┌────────

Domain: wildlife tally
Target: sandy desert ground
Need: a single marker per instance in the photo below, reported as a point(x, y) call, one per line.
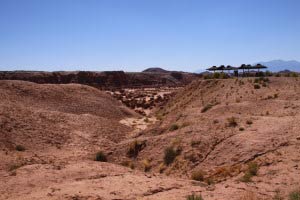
point(224, 139)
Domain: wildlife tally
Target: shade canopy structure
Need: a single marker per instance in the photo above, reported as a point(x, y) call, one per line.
point(259, 66)
point(230, 68)
point(213, 68)
point(242, 67)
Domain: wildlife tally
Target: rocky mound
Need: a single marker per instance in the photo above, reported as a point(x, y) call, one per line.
point(104, 80)
point(213, 129)
point(156, 70)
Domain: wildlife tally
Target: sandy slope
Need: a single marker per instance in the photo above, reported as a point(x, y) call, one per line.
point(62, 126)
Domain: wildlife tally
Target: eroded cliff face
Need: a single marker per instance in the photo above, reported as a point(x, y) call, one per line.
point(104, 80)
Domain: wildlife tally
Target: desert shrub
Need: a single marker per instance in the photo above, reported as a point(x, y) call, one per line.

└────────

# [Exercise]
Retype the whole listing above line for line, and leave out the picture.

# [Response to this exercise]
Domain: wildlife tally
Target: sandy desert ground
Need: a single marker per instance in the photo below, reported as a point(x, y) call, one per line.
point(224, 139)
Domain: wildlife tally
Target: shade canopy structure
Need: a single marker per instance in the photo above, reported as a point(x, y) call, one per line.
point(259, 66)
point(230, 68)
point(213, 68)
point(242, 67)
Domain: wildlife tally
Target: rocky mound
Need: a single marker per instance in the photo above, reported as a point(x, y) call, one per line.
point(104, 80)
point(213, 129)
point(156, 70)
Domain: wildlife tally
Target: sandy slope
Need: a single marker per instance in the photo above, reported as a point(x, y) call, one per line.
point(62, 126)
Domain: wildlife tally
Target: eroded cliff face
Need: a single marker per instance in the photo above, reported as a point(x, y) call, one per line.
point(104, 80)
Domain: wildlife tally
Target: desert shrub
Need: a single marker per instance in the photo above, reported as a point(x, y) call, one per line.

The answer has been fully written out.